(Input Opens)
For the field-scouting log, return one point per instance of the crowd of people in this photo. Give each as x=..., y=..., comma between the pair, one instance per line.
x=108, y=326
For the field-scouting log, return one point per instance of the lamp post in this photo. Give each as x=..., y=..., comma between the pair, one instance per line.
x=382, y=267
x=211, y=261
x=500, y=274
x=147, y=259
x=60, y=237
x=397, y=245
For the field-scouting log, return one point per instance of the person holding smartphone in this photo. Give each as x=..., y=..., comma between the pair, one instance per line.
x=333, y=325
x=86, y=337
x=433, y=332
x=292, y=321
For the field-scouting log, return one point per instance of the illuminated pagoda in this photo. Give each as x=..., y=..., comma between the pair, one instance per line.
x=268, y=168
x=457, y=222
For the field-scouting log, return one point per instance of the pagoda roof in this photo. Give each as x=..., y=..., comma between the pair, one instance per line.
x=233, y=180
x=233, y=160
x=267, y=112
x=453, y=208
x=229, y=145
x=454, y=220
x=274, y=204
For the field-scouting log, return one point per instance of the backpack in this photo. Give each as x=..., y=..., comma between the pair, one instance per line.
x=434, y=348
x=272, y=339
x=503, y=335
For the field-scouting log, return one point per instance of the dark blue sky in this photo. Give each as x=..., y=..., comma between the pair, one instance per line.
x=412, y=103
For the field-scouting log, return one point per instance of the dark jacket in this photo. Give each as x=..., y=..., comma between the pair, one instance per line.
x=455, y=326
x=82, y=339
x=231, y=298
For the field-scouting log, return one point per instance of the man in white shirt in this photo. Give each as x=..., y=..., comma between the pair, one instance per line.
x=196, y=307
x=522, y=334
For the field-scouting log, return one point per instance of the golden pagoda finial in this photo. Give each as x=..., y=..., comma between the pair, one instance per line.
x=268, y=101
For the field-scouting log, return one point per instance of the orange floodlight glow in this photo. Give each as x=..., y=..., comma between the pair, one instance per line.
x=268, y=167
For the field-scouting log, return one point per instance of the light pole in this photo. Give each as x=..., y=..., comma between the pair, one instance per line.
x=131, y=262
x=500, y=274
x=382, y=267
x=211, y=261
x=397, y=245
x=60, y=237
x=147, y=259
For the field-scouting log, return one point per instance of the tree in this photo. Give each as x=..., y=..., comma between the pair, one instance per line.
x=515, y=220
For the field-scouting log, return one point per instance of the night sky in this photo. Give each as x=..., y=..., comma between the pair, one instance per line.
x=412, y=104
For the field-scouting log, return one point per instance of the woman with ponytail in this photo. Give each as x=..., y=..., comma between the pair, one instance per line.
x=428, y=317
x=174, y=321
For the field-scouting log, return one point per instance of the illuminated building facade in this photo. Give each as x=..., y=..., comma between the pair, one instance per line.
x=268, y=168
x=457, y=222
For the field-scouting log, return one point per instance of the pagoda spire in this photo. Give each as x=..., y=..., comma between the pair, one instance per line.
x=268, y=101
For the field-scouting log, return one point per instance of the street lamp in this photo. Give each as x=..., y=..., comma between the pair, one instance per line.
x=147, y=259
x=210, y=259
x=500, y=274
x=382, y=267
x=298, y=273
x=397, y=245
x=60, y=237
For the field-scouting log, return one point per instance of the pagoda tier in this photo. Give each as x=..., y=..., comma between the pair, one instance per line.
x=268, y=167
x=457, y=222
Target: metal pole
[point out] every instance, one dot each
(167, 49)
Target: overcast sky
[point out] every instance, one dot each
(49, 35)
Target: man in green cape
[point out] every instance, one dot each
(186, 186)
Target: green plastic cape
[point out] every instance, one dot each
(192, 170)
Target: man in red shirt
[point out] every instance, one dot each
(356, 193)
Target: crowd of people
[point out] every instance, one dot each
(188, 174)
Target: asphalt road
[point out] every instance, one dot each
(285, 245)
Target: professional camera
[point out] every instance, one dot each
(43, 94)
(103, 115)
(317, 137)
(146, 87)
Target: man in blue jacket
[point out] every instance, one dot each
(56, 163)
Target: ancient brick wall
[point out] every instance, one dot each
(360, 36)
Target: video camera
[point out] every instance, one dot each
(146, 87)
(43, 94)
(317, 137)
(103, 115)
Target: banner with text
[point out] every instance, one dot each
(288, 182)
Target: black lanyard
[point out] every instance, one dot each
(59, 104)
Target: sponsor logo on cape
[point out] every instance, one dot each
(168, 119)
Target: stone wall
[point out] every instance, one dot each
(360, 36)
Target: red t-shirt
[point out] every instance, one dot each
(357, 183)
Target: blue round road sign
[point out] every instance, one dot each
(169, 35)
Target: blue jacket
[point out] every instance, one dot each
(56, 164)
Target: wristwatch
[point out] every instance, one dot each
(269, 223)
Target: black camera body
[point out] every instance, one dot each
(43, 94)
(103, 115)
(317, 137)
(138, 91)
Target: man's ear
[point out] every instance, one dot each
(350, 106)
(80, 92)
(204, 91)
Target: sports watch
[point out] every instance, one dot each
(Input Closes)
Directions:
Wherever the string "cape" appears in the records, copy the whole line.

Task solution:
Target: man in green cape
Target: green plastic cape
Target: sponsor logo on cape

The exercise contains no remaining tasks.